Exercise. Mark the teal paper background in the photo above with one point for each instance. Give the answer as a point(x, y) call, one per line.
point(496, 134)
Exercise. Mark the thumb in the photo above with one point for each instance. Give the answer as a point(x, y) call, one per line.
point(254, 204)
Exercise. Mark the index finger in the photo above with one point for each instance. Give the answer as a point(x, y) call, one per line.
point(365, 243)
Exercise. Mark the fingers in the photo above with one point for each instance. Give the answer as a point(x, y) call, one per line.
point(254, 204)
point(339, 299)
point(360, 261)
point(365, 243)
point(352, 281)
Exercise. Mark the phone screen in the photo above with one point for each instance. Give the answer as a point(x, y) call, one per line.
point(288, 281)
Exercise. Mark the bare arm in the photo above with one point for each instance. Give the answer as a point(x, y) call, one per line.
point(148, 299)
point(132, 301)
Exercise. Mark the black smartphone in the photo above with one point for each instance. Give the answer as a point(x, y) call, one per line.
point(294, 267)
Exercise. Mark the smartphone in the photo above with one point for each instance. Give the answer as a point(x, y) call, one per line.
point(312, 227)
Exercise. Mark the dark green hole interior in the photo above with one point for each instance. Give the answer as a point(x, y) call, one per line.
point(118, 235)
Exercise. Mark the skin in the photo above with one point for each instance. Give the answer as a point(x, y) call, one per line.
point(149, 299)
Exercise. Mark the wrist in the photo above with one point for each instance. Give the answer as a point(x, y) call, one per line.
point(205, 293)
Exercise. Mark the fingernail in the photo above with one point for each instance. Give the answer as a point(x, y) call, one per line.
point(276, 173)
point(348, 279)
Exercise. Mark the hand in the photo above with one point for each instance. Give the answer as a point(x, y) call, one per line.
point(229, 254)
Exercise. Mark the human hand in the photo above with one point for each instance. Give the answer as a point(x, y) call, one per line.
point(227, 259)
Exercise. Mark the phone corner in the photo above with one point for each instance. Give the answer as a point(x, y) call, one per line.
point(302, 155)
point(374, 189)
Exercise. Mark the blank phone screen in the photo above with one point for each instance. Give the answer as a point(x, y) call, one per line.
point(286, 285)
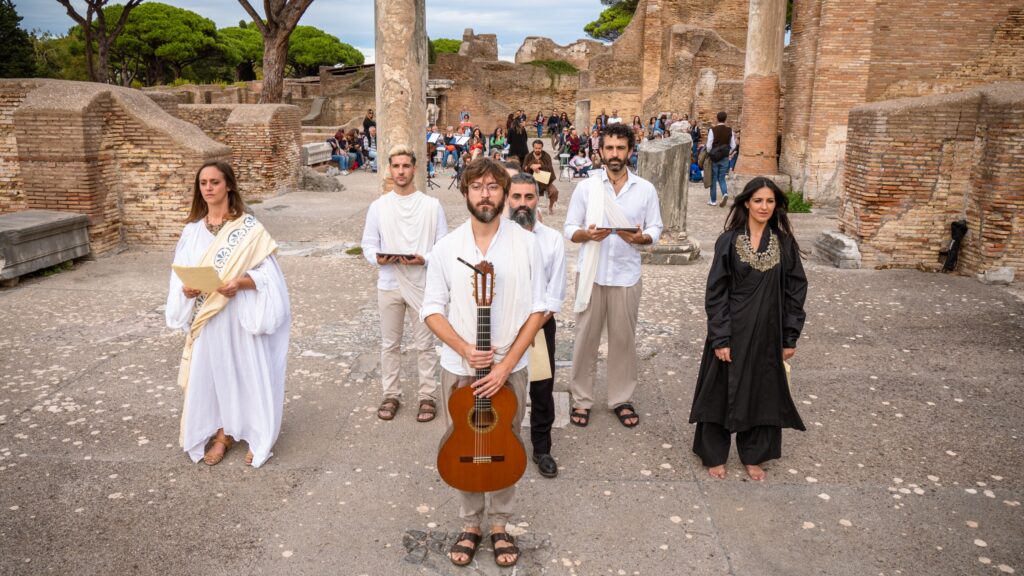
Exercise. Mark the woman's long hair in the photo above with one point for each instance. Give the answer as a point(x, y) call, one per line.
point(236, 206)
point(739, 214)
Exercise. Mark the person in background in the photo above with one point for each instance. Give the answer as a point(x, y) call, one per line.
point(581, 164)
point(539, 122)
point(368, 121)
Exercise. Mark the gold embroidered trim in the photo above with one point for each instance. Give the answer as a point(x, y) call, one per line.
point(761, 261)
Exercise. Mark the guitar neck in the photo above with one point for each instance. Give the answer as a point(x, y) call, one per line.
point(482, 336)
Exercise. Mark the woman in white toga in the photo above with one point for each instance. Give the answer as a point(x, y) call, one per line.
point(232, 366)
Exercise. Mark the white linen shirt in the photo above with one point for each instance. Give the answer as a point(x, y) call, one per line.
point(445, 269)
point(553, 253)
point(620, 261)
point(373, 243)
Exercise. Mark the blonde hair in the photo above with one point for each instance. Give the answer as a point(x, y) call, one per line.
point(401, 150)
○ ○ ○ ○ ○ ○ ○
EXERCISE GOAL
Could you reproduce the records above exactly, leaving out every picture?

EXERCISE OUTPUT
Exercise. Mark the teal paper background in the photo above with one point for each instance. Give the answer as a point(x, y) call, one per line.
point(496, 134)
Exercise. Mark the thumb in the photo above with one point for each instance. Give the answer as a point(x, y) call, one per line.
point(254, 204)
Exercise. Mark the index finger in the photo above with one point for each instance. Give the answer as a point(x, y) call, one per line.
point(365, 243)
Exercise. Mark the fingers in the photo above with one point for each instance. Give the answer as a point(x, y) call, one per line.
point(254, 204)
point(339, 299)
point(360, 261)
point(365, 243)
point(352, 281)
Exercise. Mark the phone screen in the photo above with one point for each instance. Give the answer as a point(x, y) call, one per line.
point(288, 281)
Exercise. Mark the bare arm in the photo above with one point for each instance. Give the answer as a point(x, y) call, one per line.
point(148, 299)
point(132, 301)
Exercise. Mark the black smartphone in the photo above with one point for each instance. Give the answer as a point(x, y) call, one per line.
point(294, 267)
Exercise. Mark the smartphone in the photo above with one point for each instance. Give the answer as a point(x, y) call, one per line.
point(312, 227)
Exercise. Mark the dark green hole interior in the photo above with one point for each instance. Give the answer as a point(x, y) call, one per line.
point(118, 235)
Exercise. Mark the skin in the photo above with one point for each instance. Give the answer as a point(x, y) call, one per line.
point(149, 299)
Exercise. Mark the wrist in the photo above with one point for each instance. Give the answer as a point(x, y) call, one per line.
point(205, 293)
Exercise. Mark the fingernail in the photo above with one point for each instance. Give the answer as a point(x, y) call, one per line.
point(276, 173)
point(348, 279)
Exercise. Mark the hand in the photo above with one point for each instance. Give the answer as a point(x, y) call, one per line.
point(229, 254)
Exercise. Mark the human hand in the photo above with one point for each instance. Give the answer as a point(x, y) call, one per line.
point(227, 259)
Exercise. Mark the phone corner in the photo above with one point for each instance. Give the answer as a point(x, y) call, one per line.
point(302, 155)
point(374, 189)
Exercise. Mark the blank phone screen in the photo above with one point for each instance. Give the answer as a point(x, y) call, one per line.
point(286, 285)
Exercise. Mark the woman's long hair in the photo above with one point for each instance. Give the answer as a point(x, y) call, one per line.
point(236, 206)
point(739, 214)
Exercise. Mark the person in background in the photo above with one point for each instance. Give the answer as a point(x, y) call, one per line.
point(581, 164)
point(539, 122)
point(368, 121)
Exercise. Mark the gold embroidered trim in the photo above with one point for each instance. Give the answer as a point(x, y) call, one per line.
point(761, 261)
Exercise. Mark the guitar neck in the photo above with one point for each instance. Give the answer as a point(x, y) call, one per line.
point(482, 336)
Exercise. Mark the woman in white toga in the photo above with one point for each instance. Give the answer as a point(x, y) call, one per line.
point(232, 366)
Exercise. Mark the white linen shirt in the photo above with one point for each instance. Give the answer as a point(x, y) call, one per line.
point(445, 269)
point(553, 253)
point(620, 261)
point(373, 243)
Exercise. Mark the blonde hair in the photo above with one point for each instance. Give the answer as a point(x, y) call, one per line.
point(401, 150)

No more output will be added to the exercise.